— START Provided entries —

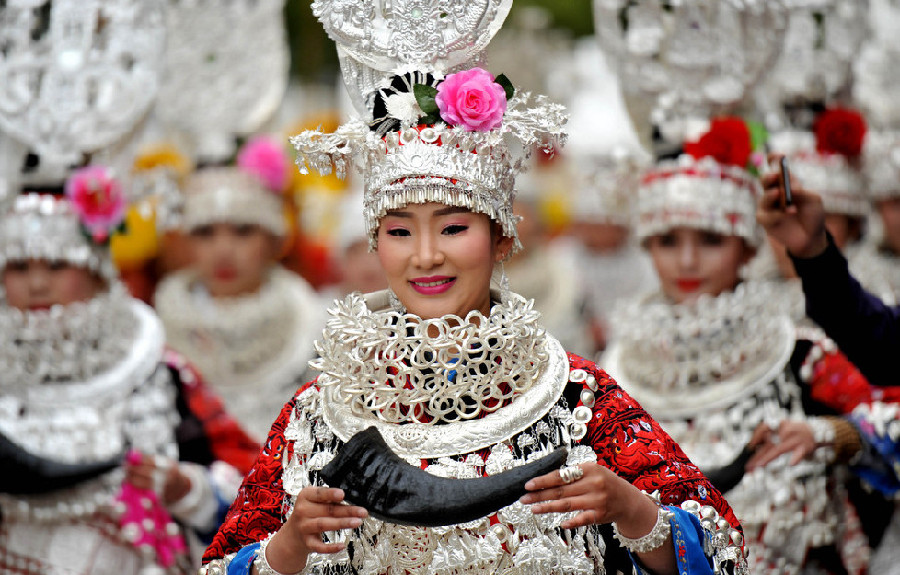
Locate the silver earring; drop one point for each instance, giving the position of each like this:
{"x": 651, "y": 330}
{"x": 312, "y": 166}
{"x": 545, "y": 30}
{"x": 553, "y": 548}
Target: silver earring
{"x": 395, "y": 302}
{"x": 504, "y": 285}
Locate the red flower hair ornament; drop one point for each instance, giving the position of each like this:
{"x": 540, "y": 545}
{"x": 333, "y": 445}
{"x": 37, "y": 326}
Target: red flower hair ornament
{"x": 728, "y": 142}
{"x": 840, "y": 131}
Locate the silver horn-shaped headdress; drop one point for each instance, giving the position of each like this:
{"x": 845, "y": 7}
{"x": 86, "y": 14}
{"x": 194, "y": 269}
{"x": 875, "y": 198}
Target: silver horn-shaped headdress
{"x": 399, "y": 59}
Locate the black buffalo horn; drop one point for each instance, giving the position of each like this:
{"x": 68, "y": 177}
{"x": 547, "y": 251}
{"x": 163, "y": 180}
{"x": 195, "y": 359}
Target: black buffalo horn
{"x": 391, "y": 490}
{"x": 27, "y": 474}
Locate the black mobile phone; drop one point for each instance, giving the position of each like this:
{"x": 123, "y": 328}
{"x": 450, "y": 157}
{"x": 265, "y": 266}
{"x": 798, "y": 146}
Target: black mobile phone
{"x": 787, "y": 199}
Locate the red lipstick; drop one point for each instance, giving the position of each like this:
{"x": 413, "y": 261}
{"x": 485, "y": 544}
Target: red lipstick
{"x": 432, "y": 285}
{"x": 689, "y": 285}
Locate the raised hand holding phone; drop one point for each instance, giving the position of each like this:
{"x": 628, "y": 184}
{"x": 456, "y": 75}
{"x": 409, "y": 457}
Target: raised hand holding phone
{"x": 787, "y": 198}
{"x": 792, "y": 216}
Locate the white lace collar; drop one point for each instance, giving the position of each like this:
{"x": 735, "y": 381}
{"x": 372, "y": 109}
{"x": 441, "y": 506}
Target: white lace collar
{"x": 448, "y": 397}
{"x": 681, "y": 359}
{"x": 77, "y": 343}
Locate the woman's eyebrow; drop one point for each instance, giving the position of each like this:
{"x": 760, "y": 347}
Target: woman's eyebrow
{"x": 451, "y": 210}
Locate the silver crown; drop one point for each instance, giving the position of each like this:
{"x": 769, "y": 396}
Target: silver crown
{"x": 46, "y": 228}
{"x": 700, "y": 194}
{"x": 881, "y": 165}
{"x": 830, "y": 175}
{"x": 691, "y": 58}
{"x": 440, "y": 163}
{"x": 377, "y": 39}
{"x": 226, "y": 72}
{"x": 234, "y": 196}
{"x": 80, "y": 80}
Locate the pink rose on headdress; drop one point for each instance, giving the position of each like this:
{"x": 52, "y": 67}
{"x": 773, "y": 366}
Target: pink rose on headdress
{"x": 98, "y": 200}
{"x": 264, "y": 158}
{"x": 472, "y": 100}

— END Provided entries —

Rewrite the data from the line containing "Locate the woman's" through the end of the data, replacing every occurrence of "silver crown" with "gold crown" and leaving everything else unchanged.

Correct response.
Locate the woman's eyebrow; drop one point for each instance, giving the position of each like this:
{"x": 760, "y": 347}
Target: woman's eyebrow
{"x": 451, "y": 210}
Locate the gold crown; drop one point for each instance, giving the position of each like this:
{"x": 769, "y": 396}
Target: gold crown
{"x": 46, "y": 228}
{"x": 700, "y": 194}
{"x": 881, "y": 165}
{"x": 830, "y": 175}
{"x": 691, "y": 58}
{"x": 440, "y": 163}
{"x": 377, "y": 39}
{"x": 226, "y": 72}
{"x": 234, "y": 196}
{"x": 80, "y": 80}
Locate the pink rose on headdress; drop one point for each instance, giving the position of each like this:
{"x": 52, "y": 67}
{"x": 773, "y": 366}
Target: pink rose on headdress
{"x": 98, "y": 200}
{"x": 264, "y": 158}
{"x": 472, "y": 100}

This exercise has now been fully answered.